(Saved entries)
[Start of Attachment]
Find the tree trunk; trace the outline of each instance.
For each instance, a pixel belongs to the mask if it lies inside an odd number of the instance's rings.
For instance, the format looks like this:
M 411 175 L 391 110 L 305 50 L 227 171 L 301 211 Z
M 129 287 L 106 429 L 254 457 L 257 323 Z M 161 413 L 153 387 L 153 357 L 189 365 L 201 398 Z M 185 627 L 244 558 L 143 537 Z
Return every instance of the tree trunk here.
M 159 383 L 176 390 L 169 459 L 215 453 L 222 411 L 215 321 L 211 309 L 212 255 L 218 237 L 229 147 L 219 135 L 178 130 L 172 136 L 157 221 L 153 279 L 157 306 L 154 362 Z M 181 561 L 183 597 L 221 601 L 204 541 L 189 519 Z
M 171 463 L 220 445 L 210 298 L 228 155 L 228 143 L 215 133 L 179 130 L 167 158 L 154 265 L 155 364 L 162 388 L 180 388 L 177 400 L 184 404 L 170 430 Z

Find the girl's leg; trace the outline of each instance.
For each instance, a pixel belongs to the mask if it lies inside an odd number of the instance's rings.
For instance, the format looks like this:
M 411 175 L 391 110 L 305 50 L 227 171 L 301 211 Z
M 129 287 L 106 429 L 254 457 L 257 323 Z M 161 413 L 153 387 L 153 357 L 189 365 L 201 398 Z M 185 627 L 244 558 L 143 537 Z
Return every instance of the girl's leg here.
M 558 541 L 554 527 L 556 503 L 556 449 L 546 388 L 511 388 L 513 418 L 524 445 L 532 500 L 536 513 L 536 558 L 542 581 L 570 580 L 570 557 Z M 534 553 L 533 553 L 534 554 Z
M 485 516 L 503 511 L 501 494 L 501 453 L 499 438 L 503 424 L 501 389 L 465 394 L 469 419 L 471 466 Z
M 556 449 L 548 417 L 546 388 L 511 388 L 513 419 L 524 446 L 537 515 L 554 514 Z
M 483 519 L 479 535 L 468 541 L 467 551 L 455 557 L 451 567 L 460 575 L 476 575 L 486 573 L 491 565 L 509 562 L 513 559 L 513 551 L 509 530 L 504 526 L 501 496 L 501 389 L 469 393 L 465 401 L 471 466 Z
[End of Attachment]
TRY IT —
Number of lines above holding "each"? Give that number alone.

TASK OUTPUT —
4